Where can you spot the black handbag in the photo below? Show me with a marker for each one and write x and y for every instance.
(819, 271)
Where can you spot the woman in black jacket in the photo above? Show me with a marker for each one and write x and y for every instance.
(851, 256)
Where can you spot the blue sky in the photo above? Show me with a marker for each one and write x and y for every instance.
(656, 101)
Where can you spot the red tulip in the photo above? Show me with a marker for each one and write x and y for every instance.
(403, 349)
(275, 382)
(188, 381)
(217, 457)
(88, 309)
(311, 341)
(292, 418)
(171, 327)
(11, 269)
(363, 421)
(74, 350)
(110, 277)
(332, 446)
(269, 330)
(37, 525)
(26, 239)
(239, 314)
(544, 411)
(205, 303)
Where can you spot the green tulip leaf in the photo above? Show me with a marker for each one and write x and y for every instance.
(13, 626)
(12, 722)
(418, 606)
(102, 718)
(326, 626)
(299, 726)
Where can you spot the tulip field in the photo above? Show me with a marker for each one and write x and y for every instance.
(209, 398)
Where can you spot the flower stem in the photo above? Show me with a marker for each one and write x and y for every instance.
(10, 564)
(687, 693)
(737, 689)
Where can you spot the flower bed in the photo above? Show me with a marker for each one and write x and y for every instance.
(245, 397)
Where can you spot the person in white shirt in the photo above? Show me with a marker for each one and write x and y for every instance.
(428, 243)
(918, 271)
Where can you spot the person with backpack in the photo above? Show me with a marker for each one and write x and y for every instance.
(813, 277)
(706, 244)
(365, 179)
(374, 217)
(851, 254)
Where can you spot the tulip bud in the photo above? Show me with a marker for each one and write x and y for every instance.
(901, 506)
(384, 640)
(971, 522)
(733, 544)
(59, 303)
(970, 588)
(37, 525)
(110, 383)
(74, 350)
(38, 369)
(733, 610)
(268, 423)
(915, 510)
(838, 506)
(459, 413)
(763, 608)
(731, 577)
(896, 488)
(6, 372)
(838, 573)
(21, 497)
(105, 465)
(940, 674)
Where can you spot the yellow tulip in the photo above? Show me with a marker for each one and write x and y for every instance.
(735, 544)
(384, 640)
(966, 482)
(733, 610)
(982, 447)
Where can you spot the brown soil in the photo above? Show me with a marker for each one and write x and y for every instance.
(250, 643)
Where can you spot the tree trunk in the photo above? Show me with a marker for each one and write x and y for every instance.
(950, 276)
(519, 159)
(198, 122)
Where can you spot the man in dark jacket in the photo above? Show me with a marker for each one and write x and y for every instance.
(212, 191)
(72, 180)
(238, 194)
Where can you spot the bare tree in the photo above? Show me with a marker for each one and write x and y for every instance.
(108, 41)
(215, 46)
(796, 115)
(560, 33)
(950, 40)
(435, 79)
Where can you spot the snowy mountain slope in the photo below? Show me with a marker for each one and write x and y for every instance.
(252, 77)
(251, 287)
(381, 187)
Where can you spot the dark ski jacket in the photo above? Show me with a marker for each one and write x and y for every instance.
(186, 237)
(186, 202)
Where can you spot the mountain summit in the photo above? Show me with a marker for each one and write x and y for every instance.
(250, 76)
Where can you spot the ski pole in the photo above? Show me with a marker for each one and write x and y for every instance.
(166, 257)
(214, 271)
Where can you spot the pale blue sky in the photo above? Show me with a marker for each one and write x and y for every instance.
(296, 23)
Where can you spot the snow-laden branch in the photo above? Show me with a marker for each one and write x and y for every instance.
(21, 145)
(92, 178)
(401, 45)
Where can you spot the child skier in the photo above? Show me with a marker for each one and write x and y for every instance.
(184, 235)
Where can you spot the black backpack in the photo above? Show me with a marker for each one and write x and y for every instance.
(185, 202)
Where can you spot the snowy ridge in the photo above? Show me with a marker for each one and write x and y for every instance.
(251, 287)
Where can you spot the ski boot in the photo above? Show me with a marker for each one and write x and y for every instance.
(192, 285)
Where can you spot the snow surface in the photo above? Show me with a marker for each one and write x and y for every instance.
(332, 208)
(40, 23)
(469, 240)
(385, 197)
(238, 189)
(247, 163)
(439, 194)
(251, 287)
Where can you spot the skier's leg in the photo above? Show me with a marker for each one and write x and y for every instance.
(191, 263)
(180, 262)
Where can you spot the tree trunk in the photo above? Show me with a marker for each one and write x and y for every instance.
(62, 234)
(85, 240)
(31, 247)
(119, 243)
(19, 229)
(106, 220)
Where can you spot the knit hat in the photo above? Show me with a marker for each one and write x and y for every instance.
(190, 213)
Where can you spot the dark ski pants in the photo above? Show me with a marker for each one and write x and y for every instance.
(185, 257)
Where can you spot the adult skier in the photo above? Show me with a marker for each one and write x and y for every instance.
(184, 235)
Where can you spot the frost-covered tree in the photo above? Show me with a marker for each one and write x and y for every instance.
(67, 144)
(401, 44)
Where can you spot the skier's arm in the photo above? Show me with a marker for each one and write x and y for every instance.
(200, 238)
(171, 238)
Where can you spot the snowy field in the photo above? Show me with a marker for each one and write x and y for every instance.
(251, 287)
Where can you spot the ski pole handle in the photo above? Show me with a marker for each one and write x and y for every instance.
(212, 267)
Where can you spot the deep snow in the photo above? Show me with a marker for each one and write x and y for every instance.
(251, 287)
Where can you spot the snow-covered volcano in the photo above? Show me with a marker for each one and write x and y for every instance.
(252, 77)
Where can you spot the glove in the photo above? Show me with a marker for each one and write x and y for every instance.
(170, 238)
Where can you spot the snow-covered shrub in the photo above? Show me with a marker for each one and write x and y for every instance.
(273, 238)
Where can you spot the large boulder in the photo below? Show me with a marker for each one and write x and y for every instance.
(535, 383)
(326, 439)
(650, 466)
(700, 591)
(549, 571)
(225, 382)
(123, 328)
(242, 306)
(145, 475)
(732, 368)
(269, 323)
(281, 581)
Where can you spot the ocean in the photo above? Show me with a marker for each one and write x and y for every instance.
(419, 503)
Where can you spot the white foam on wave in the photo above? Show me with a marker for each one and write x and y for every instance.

* * *

■ **Task requirements**: Each line, beginning at the one that contains "Where can you spot the snow-covered shrub" and continuing through the end of the records, must be written out exactly, first and last included.

■ **Output of the exercise**:
Where can you spot the snow-covered shrub in the photo above? Show me with a marker for each one and write x and y for every instance.
(273, 238)
Where can you spot the large boulder in the photo below? Show me with a marker for each one and write x and y for every instance.
(535, 383)
(326, 439)
(650, 466)
(700, 591)
(549, 571)
(225, 382)
(123, 328)
(242, 306)
(145, 475)
(732, 368)
(269, 323)
(281, 581)
Where can you spot the ocean in the photo above? Show me with a marker for each one and write x and y for every instance.
(419, 503)
Where can you spot the white foam on wave in the photo above? Show me with a marker for each one and write x and y for every instance.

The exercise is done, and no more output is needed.